- [Document passage]:
···
New Framework For Programming Unreliable Chips
rtoz writes "For handling the future unreliable chips, a research group at MIT's Computer Science and Artificial Intelligence Laboratory has developed a new programming framework that enables software developers to specify when errors may be tolerable. The system then calculates the probability that the software will perform as it's intended.
As transistors get smaller, they also become less reliable. This reliability won't be a major issue in some cases. For example, if few pixels in each frame of a high-definition video are improperly decoded, viewers probably won't notice — but relaxing the requirement of perfect decoding could yield gains in speed or energy efficiency."
Asking software to correct hardware errors is like asking godzilla to protect tokyo from mega godzilla
this does not lead to rising property values
So, expect the quality of computers to go downhill over the next few years, but we'll do out best to fix it in software?
That sounds like we're putting the quality control on the wrong side of the equation to me.
Lost at C:>. Found at C.
...Our new snowy-screen overlords. I was just thinking how much I liked the good old days where if the TV was flaking out, you could just give the set a good whack and it would get its act together.
Seriously, why do we want to do this? Is power usage going to cut in half? Are yields going to double? I think it's nice to talk about (especially in the interest of making systems that go "kinda bad" instead of completely breaking, but why not just invest the time/effort into fixing the issues directly? Have we run out of ideas on how to do that?
···
- [Supplied material]:
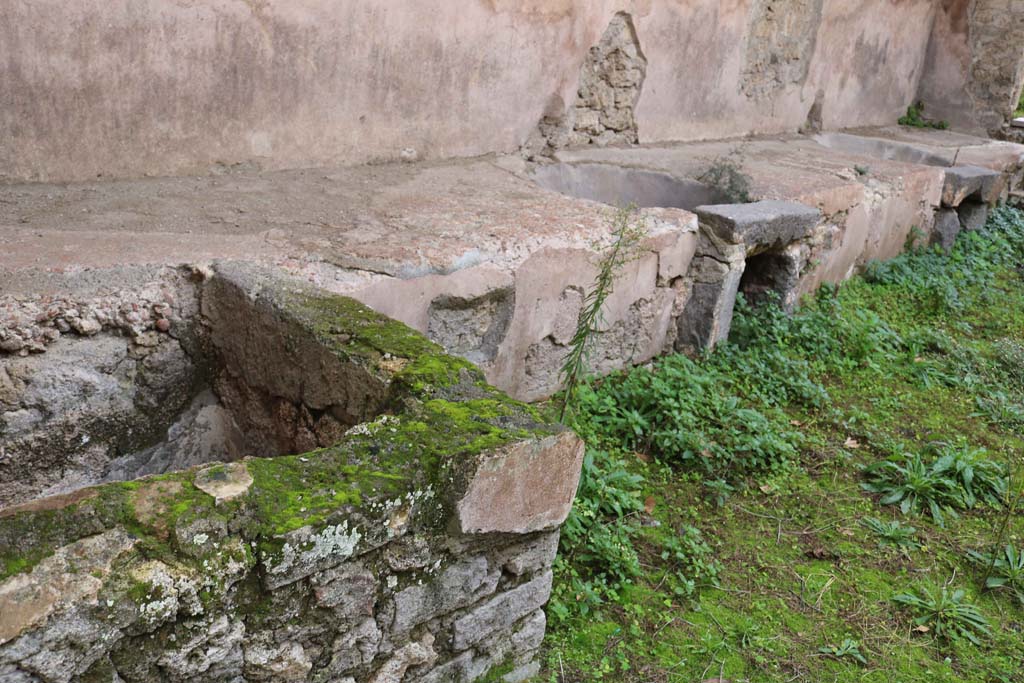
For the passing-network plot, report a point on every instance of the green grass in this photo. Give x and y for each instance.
(761, 449)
···
- [Set exercise A]: In the thread on unreliable chips, list every question in the final comment that begins with a verb.
- [Set exercise B]: From the thread on unreliable chips, return everything from "That sounds like" down to "its act together.".

- [Worked solution A]:
Is power usage going to cut in half?
Are yields going to double?
Have we run out of ideas on how to do that?

- [Worked solution B]:
That sounds like we're putting the quality control on the wrong side of the equation to me.
Lost at C:>. Found at C.
...Our new snowy-screen overlords. I was just thinking how much I liked the good old days where if the TV was flaking out, you could just give the set a good whack and it would get its act together.